Don't worry it will be a mild winter in the upper Midwest because of global warming.

James Gibson
Joined
Jul '11
James Gibson

When will someone important point out the obvious, namely that this whole exercise was a gross abuse of the democratic process? Recalls are intended to remove office holders who turned out to be corrupt or incompetent. They should not be vehicles for sore losers who didn't like the results of the last election and its subsequent political consequences. The Dems up for recall next week are legitimate targets, as they are clearly guilty of dereliction of duty, but the Republicans who merely voted for the legislation they promised to support should not have been subject to recall for doing what voters elected them to do.

Matthew Gilley
Joined
May '10
Matthew Gilley

Maybe if the Gophers had a decent football team all this would be no more than background noise....

● EXERCISE GOAL
Please repeat the passage of the comment thread above between "When will someone" and "than background noise....", inclusive, word for word.

● DATA LISTING
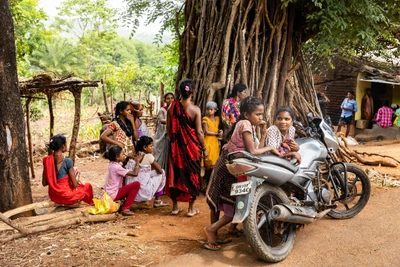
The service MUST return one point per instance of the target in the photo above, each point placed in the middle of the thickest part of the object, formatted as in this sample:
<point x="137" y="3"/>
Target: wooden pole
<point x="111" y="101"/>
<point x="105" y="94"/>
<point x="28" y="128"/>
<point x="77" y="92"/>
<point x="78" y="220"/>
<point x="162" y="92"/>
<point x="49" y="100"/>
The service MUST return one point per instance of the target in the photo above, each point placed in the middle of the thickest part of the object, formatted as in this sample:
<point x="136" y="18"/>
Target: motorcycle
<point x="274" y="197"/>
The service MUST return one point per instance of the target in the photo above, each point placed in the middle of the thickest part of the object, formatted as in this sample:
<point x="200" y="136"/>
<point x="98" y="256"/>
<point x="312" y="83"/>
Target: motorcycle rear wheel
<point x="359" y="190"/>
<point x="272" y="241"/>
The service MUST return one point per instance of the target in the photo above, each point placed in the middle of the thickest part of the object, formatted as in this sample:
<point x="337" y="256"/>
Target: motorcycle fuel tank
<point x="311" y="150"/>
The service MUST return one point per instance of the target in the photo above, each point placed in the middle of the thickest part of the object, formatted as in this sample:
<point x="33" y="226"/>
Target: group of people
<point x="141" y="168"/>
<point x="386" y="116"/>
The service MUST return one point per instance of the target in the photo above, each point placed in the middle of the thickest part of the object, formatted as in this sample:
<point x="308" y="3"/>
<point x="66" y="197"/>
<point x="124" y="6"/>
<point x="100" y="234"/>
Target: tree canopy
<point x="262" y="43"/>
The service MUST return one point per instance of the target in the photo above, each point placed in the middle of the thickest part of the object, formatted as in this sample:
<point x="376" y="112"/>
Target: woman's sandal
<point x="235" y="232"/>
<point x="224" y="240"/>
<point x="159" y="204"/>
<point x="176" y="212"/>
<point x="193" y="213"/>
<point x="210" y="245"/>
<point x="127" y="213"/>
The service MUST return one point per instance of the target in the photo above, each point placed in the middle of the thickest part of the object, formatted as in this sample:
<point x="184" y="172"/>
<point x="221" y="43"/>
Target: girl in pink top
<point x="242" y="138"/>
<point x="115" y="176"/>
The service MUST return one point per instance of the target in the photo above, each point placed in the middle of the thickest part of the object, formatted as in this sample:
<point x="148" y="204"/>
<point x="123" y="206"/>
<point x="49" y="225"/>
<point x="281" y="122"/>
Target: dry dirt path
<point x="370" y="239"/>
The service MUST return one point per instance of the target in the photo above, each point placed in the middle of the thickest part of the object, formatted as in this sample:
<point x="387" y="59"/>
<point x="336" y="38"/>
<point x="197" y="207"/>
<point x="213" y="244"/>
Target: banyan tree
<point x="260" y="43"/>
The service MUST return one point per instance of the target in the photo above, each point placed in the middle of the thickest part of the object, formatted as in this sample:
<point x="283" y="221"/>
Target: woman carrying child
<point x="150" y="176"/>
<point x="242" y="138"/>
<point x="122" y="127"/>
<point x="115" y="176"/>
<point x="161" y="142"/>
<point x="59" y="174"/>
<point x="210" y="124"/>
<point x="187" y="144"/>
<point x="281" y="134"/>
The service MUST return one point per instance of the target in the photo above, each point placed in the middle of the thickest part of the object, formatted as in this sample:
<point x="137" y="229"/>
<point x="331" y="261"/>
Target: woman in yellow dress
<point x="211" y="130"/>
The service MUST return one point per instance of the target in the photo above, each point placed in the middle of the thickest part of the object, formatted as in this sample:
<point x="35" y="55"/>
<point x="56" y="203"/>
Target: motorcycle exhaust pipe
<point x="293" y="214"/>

● RESPONSE TO THE TASK
When will someone important point out the obvious, namely that this whole exercise was a gross abuse of the democratic process? Recalls are intended to remove office holders who turned out to be corrupt or incompetent. They should not be vehicles for sore losers who didn't like the results of the last election and its subsequent political consequences. The Dems up for recall next week are legitimate targets, as they are clearly guilty of dereliction of duty, but the Republicans who merely voted for the legislation they promised to support should not have been subject to recall for doing what voters elected them to do.

Matthew Gilley
Joined
May '10
Matthew Gilley

Maybe if the Gophers had a decent football team all this would be no more than background noise....